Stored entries
>> BEGIN
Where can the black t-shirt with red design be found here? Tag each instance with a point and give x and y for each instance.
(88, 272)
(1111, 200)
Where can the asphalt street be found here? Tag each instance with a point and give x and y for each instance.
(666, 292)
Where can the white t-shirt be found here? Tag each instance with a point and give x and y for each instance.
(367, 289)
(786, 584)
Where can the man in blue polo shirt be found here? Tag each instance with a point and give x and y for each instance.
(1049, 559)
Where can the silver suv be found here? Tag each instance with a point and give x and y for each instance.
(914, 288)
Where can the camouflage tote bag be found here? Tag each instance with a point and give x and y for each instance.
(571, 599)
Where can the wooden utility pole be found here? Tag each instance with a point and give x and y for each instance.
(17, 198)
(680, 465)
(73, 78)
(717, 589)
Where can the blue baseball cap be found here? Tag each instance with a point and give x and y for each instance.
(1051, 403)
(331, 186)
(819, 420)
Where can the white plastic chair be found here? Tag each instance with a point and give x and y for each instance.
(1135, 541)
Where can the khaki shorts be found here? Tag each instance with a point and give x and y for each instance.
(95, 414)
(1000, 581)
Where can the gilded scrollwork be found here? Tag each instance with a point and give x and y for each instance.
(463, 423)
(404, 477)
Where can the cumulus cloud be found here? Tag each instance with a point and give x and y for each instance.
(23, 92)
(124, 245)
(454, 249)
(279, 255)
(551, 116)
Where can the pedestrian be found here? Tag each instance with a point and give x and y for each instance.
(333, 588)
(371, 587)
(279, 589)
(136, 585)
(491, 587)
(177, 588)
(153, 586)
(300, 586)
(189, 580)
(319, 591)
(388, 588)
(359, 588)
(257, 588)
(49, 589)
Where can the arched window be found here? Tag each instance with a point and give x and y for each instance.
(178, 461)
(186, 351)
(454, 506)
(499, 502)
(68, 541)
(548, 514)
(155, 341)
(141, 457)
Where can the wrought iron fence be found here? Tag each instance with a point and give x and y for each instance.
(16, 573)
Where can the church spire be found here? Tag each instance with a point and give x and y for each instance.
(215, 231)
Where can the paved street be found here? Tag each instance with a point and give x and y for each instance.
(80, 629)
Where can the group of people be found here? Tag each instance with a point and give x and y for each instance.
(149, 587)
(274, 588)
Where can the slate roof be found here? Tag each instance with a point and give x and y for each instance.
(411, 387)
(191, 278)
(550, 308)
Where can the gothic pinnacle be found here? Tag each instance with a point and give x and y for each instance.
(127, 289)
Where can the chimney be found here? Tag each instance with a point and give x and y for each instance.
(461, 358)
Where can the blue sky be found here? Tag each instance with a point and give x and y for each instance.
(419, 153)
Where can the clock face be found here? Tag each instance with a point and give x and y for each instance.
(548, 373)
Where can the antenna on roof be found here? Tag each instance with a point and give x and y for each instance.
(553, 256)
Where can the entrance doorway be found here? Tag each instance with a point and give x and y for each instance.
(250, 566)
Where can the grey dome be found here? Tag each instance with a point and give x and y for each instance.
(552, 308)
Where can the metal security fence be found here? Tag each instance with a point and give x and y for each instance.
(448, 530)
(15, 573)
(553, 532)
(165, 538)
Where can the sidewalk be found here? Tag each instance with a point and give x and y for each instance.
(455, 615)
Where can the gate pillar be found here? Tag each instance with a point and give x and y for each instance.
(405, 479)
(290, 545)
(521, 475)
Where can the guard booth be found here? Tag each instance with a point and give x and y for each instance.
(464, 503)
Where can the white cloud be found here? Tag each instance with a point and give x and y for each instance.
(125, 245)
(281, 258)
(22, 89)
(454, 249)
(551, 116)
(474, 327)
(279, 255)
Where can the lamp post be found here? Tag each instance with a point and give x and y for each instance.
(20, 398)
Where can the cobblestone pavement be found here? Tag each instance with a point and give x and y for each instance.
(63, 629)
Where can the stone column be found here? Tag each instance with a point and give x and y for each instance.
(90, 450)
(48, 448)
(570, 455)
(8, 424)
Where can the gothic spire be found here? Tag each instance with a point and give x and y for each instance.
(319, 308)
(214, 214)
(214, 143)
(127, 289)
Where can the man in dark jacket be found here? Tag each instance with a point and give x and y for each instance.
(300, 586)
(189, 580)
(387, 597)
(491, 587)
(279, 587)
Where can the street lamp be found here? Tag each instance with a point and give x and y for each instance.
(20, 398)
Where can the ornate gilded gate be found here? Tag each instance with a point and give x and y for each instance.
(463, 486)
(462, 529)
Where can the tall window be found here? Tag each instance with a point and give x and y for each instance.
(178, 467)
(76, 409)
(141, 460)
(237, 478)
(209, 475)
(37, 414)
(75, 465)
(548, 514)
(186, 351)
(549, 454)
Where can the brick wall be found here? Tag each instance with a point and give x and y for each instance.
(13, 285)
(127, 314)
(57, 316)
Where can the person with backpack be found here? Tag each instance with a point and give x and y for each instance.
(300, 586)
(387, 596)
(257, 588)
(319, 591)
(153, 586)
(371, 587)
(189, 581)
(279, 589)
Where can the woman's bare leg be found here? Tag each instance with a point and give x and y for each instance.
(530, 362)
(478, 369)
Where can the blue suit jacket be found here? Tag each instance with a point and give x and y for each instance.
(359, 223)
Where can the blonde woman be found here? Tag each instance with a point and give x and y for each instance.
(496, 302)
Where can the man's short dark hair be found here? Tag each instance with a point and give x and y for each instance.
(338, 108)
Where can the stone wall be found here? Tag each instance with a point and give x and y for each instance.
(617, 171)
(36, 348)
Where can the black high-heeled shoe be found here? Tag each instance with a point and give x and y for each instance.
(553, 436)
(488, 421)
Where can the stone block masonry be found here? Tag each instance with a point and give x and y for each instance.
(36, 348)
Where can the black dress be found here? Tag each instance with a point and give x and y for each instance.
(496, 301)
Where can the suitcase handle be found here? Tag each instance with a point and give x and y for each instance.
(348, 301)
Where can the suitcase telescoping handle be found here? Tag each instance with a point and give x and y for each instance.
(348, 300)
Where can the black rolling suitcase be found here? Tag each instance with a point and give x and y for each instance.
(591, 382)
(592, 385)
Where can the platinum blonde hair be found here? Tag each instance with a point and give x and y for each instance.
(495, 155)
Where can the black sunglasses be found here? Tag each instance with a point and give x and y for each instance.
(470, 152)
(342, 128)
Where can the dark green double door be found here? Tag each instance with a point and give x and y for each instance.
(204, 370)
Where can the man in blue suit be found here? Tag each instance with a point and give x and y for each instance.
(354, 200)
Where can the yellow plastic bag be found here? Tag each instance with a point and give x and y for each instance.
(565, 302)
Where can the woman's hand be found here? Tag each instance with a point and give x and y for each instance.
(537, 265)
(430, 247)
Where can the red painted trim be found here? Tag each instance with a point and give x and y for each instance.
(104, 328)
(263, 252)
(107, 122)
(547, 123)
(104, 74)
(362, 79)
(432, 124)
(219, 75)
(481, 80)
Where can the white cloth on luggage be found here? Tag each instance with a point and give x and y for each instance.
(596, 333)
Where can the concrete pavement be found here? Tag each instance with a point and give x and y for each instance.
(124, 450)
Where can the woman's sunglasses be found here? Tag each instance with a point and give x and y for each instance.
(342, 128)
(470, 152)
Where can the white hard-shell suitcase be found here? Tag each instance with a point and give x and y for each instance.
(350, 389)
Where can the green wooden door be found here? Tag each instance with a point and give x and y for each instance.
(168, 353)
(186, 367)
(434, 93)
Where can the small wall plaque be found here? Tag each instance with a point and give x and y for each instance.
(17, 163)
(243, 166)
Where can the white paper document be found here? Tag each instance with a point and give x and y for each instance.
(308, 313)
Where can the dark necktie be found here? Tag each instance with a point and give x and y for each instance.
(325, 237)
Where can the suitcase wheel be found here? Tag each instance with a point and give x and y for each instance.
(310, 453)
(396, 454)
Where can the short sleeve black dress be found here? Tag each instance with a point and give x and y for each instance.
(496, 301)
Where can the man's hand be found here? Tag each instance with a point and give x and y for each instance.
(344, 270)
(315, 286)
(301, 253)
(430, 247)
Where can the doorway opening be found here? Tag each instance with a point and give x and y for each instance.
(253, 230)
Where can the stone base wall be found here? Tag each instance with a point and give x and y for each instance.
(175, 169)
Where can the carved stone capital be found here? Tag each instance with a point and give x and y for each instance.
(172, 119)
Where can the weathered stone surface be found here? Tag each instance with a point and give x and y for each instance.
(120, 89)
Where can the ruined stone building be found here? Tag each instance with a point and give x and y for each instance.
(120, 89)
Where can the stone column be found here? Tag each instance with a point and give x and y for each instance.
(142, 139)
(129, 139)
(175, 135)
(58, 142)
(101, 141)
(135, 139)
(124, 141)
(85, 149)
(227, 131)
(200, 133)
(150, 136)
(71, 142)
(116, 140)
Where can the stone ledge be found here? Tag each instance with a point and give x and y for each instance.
>> END
■ **WHAT YOU ARE ASKED TO DO**: Output the lines from the line containing "Where can the carved" to the end, both included; add nothing.

■ **RESULT OF THIS EXERCISE**:
Where can the carved stone capital be found here? Tag each instance with a point and give x and y for each instance.
(172, 119)
Where can the weathered stone surface be found here? Tag each instance with a point and give x and y for each instance.
(120, 89)
Where can the ruined stone building be found here? Tag each instance with a point and give x and y for each instance.
(120, 89)
Where can the stone column be found here? Tag each instance with a point and give x and y for each instance.
(142, 139)
(129, 139)
(175, 135)
(58, 142)
(101, 141)
(135, 139)
(124, 141)
(85, 149)
(227, 131)
(200, 133)
(150, 136)
(71, 142)
(116, 140)
Where can the stone ledge be found here? Tag each instance with a point and give x and y for each instance.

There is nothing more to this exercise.